◆ EXERCISE 1
Pick out every line in the records below that contains the string "framed", and copy each one in full. Case counts.
-- START PASSAGE TO READ --
One Of The Guys

Ever since high school, I’ve always been one of the guys.

It was never a conscious decision, or something that I “planned” in any way, it just sort of happened, and to be honest, it’s not something I’ve thought too much about. It’s just sort of a fact, similar to the fact that I love hot tea and binge watching sessions of Friends.

Something commonplace and totally normal in my life.

Nonetheless, one day, not too long ago, I actually did happen to think about it—due to the fact that I was going to a graduation with a group of friends to watch three bros graduate. I was naturally nostalgic, as these were people I grew up with, so I decided to google one of those articles on Buzzfeed like “What it’s like when you have a lot of guy friends” or “Humorous things that happen when a lot of your friends are guys“. And, while doing this, I ended up stumbling across an advice column on this very topic.

Long story short, this person was borderline negative at the prospect of having a friend of the opposite gender – accusing it of simply being a way to “get attention from guys”. After, researching further commentary on this topic, I found other articles from similar viewpoints, one calling it an avenue for “confusion and frustration” – even going so far as to call opposite gender friendship a sin!

Sadly, as much as I’d like to believe otherwise, I don’t believe these viewpoints are all too uncommon in some circles. Oftentimes, both the church and society can become so obsessed with sex and marriage that any kind of platonic interaction between guys and girls is viewed with suspicion.

Even movies, such as When Harry Met Sally, that address the age old “can guys and girls be friends” question typically end up with the two friends becoming a couple. And while I don’t disagree that this can sometimes happen, I personally find it rather ludicrous to say that every guy-girl friendship has some kind of Fruedian undertone just waiting to emerge at the worst time.

Thus, to contrast with an article in support of guy-girl friendships, I’ve decided to list a few reasons why having friends of the opposite gender can be a good and godly thing for us as Christian teens and young adults.

  1. Jesus did – As Christians, Jesus is our ultimate role model. In the 80s, the old slogan WWJD was popularized, and ever since, faithful Christians have asked the famous question, “What would Jesus do”? If we’re going to look closely to His example, we’ll be quick to find that Jesus spent time with both men and women.

In Luke 10, it is clear that Jesus was close friends with two sisters named Mary and Martha, even going over to their house for dinner. Furthermore, in Luke 8, Jesus travels with friends of both gender, and the women traveling with him helped support Him in His ministry. According to www.gci.org, this was simply unheard of during this time era. Nonetheless, it is evidenced that Paul follows a similar pattern later on in the New Testament, and even calls Persis a “dear friend” in Romans 16:12.
-- END PASSAGE TO READ --
-- START RECORDS TO PROCESS --
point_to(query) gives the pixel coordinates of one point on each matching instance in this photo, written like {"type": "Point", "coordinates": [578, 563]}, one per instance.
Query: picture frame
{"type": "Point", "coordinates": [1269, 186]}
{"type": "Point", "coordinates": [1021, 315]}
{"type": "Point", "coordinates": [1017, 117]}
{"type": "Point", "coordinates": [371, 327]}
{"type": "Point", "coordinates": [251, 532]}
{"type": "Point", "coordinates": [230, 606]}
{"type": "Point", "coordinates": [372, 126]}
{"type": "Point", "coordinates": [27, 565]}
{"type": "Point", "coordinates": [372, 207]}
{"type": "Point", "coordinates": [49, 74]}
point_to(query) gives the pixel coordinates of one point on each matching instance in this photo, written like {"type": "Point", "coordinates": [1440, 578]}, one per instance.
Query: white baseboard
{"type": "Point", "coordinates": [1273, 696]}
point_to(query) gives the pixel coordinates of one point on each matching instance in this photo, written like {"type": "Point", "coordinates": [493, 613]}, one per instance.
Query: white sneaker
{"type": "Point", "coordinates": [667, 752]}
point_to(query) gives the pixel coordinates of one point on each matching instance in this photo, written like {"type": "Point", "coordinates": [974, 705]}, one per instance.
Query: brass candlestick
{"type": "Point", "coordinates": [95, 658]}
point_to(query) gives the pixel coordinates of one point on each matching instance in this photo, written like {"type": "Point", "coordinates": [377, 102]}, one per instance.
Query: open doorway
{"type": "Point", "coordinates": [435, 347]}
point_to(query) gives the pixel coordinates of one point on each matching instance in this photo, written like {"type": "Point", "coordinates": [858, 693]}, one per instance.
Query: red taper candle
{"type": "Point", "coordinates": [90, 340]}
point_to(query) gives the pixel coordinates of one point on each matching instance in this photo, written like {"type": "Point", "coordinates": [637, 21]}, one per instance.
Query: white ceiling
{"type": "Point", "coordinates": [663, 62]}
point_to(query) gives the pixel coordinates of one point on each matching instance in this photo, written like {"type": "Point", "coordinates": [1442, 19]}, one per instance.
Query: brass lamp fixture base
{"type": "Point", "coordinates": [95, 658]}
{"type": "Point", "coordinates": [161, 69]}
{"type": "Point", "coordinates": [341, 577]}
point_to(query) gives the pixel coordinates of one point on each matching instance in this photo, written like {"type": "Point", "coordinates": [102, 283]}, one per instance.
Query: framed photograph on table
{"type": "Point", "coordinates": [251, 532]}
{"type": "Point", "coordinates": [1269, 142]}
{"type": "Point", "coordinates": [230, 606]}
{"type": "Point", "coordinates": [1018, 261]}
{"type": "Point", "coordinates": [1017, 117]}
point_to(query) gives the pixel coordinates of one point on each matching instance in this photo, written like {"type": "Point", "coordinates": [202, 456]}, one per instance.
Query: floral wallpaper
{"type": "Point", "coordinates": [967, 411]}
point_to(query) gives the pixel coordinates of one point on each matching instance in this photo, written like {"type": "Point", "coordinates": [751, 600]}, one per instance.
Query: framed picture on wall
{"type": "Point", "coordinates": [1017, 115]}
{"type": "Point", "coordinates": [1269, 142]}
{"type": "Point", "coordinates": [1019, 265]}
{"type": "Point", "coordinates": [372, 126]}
-- END RECORDS TO PROCESS --
◆ EXERCISE 2
Please transcribe the passage of the essay on guy-girl friendships between "Sadly, as much" and "and young adults.", inclusive.

◆ PROBLEM SOLUTION 1
Query: framed photograph on table
Query: framed picture on wall

◆ PROBLEM SOLUTION 2
Sadly, as much as I’d like to believe otherwise, I don’t believe these viewpoints are all too uncommon in some circles. Oftentimes, both the church and society can become so obsessed with sex and marriage that any kind of platonic interaction between guys and girls is viewed with suspicion.

Even movies, such as When Harry Met Sally, that address the age old “can guys and girls be friends” question typically end up with the two friends becoming a couple. And while I don’t disagree that this can sometimes happen, I personally find it rather ludicrous to say that every guy-girl friendship has some kind of Fruedian undertone just waiting to emerge at the worst time.

Thus, to contrast with an article in support of guy-girl friendships, I’ve decided to list a few reasons why having friends of the opposite gender can be a good and godly thing for us as Christian teens and young adults.